▸ Your task:
Transcribe verbatim every line from the line containing "of the blonde" to the end of the entries, including both endpoints. Output nothing beyond those lines.
::::
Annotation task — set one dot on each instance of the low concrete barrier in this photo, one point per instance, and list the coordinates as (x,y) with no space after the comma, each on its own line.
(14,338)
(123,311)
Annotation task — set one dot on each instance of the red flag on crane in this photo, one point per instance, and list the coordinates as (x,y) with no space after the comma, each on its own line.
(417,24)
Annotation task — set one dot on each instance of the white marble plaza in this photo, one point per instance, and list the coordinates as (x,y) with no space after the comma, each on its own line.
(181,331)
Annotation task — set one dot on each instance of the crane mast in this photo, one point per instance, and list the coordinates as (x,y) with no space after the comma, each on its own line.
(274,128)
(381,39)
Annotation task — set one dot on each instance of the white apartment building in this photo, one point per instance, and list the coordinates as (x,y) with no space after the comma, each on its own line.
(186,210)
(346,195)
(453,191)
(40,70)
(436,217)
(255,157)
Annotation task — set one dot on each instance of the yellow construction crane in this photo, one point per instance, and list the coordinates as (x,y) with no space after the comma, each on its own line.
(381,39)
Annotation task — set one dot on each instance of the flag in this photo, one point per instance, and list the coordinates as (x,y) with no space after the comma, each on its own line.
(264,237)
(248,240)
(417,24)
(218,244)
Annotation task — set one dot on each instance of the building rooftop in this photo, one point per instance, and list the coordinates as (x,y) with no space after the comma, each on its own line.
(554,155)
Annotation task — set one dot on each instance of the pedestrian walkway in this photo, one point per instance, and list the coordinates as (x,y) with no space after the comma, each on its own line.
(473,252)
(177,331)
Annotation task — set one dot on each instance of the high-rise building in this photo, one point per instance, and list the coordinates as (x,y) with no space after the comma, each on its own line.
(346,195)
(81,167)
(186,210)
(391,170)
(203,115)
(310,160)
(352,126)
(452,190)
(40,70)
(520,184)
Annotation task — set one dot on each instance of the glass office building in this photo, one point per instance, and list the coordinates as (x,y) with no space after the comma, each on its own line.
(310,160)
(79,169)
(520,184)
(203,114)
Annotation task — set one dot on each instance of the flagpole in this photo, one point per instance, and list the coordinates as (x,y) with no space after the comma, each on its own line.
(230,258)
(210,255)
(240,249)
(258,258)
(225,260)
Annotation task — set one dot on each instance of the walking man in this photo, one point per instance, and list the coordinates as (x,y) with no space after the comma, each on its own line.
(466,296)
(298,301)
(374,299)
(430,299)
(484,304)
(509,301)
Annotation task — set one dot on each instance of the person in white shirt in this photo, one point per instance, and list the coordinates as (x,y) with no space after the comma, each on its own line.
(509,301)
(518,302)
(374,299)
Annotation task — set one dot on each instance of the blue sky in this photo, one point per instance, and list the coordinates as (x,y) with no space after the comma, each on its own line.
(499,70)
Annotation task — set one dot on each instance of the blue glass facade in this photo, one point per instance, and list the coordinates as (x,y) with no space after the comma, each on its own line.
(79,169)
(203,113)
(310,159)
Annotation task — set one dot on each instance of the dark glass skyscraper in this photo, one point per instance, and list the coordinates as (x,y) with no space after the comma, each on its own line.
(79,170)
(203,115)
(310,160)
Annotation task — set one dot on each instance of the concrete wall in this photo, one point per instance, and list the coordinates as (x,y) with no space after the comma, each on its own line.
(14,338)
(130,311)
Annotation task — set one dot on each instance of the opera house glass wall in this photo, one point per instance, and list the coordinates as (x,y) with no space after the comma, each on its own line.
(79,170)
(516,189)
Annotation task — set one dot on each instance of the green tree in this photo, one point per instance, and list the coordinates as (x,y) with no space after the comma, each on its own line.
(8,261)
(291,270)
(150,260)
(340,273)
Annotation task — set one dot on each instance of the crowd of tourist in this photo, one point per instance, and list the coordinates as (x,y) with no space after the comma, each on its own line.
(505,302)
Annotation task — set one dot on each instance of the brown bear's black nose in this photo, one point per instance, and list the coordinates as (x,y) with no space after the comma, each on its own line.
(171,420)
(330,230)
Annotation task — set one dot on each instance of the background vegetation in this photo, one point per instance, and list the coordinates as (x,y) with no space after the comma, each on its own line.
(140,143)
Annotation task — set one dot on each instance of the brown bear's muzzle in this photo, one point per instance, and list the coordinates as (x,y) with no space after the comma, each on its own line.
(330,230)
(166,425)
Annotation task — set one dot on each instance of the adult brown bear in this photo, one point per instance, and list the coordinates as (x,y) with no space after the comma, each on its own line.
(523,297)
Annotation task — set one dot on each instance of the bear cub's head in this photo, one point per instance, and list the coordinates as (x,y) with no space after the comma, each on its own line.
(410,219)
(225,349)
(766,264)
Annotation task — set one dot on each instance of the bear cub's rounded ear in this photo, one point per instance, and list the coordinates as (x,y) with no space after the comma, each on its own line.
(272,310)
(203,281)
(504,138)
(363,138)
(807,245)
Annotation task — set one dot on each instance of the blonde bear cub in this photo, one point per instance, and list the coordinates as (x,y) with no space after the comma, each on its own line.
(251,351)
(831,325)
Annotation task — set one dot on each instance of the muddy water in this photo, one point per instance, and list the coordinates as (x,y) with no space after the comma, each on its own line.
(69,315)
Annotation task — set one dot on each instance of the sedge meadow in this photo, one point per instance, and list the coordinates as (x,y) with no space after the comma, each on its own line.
::::
▸ The result:
Annotation task — set one dot on each instance of the blonde bear cub in this photo, one point per instance, and list the coordinates as (x,y) with no space after the comma, each on its own line.
(251,351)
(831,325)
Annotation task — set one dot on each instance of the muddy water in this photo, one point per instance, and list the coordinates as (x,y) with no space after the comma, each on its own line.
(69,315)
Annotation task — set one dot on each instance of the sedge meadow in this photo, one point per instance, and list the coordinates as (x,y) with no space after the comma, each on its own line.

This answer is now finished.